* [Work instructions] Switch "rough mask" to "coarse mask" in the lines from the start of the records through the line containing "positive clicks: (273, 57) (289, 187)", inclusive, and return only those lines with nothing else altered.

-- -- --

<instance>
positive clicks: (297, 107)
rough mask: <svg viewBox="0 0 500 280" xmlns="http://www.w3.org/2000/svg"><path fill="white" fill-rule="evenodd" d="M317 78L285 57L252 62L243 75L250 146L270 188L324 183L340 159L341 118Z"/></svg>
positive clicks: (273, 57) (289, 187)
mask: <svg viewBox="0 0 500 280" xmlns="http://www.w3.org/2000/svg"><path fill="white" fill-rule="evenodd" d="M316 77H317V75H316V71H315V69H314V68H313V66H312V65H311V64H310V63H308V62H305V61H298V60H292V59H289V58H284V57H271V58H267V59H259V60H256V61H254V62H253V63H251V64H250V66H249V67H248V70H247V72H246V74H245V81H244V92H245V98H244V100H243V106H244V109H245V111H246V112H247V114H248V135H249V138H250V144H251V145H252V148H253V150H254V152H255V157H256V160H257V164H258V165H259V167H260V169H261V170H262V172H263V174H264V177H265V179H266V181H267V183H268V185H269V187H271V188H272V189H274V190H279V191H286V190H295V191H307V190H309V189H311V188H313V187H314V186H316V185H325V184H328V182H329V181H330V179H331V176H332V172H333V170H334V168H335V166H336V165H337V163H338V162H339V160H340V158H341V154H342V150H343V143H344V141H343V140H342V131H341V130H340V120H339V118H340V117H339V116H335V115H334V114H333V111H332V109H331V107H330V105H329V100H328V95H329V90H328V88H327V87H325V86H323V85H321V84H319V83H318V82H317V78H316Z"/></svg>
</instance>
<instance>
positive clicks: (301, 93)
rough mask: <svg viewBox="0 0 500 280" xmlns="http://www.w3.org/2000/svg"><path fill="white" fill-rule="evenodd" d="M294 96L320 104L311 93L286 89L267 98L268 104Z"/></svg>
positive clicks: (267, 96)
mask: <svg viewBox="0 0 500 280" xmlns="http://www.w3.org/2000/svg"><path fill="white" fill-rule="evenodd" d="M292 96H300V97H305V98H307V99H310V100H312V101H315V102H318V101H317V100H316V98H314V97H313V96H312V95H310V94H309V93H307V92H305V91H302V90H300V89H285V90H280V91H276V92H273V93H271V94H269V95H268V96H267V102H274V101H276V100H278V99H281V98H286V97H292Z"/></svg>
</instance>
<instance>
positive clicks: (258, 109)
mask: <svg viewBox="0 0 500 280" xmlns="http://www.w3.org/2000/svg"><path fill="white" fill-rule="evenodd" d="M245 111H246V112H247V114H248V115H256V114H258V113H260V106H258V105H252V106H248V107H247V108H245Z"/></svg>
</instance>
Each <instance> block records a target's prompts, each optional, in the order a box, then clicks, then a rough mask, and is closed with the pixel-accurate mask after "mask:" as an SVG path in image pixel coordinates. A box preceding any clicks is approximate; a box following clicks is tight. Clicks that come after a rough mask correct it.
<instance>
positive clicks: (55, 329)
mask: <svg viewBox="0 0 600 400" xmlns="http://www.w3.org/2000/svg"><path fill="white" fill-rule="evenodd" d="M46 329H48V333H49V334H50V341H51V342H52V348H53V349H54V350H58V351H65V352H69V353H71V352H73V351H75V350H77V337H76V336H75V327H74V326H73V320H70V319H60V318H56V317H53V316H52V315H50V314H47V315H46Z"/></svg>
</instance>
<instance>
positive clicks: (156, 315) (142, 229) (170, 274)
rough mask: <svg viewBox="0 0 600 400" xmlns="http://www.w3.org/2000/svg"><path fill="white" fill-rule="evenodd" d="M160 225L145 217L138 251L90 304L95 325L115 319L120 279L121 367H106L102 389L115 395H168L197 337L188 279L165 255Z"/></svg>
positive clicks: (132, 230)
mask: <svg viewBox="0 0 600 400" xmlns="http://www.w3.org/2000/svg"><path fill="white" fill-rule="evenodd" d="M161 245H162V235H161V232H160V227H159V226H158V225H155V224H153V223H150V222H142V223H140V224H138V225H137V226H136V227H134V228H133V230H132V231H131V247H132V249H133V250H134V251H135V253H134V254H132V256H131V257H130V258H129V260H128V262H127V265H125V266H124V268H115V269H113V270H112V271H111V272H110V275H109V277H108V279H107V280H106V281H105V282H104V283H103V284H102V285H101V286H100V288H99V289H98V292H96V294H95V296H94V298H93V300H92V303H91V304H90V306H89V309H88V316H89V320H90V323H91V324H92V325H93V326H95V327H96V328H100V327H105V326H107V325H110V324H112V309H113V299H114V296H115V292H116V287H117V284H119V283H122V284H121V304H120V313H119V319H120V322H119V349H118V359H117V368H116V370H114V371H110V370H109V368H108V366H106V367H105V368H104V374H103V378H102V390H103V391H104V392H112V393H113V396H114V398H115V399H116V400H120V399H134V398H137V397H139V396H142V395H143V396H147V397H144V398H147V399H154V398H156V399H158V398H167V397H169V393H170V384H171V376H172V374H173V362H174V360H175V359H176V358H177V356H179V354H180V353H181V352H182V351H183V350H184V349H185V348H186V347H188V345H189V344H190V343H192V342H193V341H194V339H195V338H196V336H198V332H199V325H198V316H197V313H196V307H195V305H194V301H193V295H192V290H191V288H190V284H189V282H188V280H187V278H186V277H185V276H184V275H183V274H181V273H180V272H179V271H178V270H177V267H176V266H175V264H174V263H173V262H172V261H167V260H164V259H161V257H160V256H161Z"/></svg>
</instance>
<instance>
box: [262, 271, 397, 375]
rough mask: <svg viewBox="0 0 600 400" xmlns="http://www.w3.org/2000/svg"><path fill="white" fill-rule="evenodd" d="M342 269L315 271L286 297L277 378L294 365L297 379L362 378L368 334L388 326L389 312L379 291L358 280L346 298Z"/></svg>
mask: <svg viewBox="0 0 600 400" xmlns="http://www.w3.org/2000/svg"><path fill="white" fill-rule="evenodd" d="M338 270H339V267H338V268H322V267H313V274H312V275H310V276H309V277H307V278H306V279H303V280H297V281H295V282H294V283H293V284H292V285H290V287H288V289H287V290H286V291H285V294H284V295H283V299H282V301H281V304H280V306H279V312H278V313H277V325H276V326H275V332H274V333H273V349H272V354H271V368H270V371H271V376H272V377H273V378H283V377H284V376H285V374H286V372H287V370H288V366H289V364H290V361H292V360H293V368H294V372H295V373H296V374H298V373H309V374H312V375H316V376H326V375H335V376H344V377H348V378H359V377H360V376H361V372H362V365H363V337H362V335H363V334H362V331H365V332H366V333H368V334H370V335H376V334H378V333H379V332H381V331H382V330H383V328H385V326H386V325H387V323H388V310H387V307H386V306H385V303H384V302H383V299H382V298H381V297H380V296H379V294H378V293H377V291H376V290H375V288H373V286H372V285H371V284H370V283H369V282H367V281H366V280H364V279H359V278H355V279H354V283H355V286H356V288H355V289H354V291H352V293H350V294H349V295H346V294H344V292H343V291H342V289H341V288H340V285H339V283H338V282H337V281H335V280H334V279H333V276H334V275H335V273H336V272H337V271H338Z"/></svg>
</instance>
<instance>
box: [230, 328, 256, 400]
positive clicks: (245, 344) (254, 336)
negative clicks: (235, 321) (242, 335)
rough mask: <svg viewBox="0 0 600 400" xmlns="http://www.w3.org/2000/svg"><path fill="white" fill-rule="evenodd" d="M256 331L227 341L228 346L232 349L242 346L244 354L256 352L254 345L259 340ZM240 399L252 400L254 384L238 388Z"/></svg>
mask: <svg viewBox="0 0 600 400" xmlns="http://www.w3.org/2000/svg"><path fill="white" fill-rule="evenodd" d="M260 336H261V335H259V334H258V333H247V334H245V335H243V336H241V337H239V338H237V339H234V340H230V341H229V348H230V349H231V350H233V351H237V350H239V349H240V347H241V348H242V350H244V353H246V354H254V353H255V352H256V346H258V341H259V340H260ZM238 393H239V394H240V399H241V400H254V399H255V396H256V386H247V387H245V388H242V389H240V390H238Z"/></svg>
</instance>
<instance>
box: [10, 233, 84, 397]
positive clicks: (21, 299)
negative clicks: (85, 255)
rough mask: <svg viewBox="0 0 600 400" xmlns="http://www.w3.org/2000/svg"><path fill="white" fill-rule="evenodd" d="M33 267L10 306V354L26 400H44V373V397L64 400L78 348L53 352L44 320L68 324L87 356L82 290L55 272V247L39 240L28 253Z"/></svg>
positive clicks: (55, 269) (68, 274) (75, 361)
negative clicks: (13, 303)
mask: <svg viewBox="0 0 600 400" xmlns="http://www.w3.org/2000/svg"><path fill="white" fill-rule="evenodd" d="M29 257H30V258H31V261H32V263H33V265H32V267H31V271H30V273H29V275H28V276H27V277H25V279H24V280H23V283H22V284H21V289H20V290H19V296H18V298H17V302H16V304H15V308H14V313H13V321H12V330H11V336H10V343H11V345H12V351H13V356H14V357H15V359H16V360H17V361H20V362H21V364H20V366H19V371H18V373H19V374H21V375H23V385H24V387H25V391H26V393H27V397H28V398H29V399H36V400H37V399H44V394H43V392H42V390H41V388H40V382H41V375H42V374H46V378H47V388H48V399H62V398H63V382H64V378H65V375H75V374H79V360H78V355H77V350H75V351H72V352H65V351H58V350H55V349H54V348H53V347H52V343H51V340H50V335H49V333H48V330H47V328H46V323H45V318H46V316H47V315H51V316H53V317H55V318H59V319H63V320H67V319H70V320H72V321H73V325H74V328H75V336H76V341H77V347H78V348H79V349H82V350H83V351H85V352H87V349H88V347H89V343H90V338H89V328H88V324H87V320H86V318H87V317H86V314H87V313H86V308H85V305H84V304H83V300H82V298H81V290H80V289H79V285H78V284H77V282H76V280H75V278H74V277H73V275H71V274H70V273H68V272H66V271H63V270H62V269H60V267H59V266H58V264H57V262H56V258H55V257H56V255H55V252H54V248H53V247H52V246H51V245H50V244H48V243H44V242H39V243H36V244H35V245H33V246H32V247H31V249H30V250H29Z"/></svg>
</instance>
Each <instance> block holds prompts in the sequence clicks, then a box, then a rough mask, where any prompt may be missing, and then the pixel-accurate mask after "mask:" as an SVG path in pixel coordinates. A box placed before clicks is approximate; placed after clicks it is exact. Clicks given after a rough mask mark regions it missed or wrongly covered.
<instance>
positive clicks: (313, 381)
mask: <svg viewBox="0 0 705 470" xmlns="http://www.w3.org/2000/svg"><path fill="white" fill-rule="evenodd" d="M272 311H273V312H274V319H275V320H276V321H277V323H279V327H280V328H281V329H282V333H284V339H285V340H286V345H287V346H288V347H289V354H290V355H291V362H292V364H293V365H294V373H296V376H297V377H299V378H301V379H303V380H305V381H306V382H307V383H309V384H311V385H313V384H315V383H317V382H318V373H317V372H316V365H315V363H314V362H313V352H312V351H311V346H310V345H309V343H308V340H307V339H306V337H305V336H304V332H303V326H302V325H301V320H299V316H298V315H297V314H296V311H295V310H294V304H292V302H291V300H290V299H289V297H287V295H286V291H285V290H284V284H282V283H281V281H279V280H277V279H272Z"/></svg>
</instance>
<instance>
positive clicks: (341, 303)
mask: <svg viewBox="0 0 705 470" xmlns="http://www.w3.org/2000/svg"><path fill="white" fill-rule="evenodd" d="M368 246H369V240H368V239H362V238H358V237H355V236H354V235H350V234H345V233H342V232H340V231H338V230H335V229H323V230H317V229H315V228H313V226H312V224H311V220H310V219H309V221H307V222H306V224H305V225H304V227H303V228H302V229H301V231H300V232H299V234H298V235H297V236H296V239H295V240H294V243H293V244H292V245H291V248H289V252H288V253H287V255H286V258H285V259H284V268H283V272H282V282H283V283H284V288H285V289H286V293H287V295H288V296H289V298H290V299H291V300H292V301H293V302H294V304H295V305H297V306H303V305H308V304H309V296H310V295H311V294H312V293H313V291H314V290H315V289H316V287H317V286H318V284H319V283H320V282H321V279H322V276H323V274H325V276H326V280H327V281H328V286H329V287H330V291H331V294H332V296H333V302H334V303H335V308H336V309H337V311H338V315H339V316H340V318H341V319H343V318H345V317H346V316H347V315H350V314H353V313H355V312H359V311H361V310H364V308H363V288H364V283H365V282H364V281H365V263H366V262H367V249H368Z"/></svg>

-- -- --

* [Reply]
<instance>
positive clicks: (297, 107)
coarse mask: <svg viewBox="0 0 500 280" xmlns="http://www.w3.org/2000/svg"><path fill="white" fill-rule="evenodd" d="M317 78L285 57L252 62L243 75L250 146L270 188L324 183L340 159L341 118Z"/></svg>
positive clicks: (273, 57) (289, 187)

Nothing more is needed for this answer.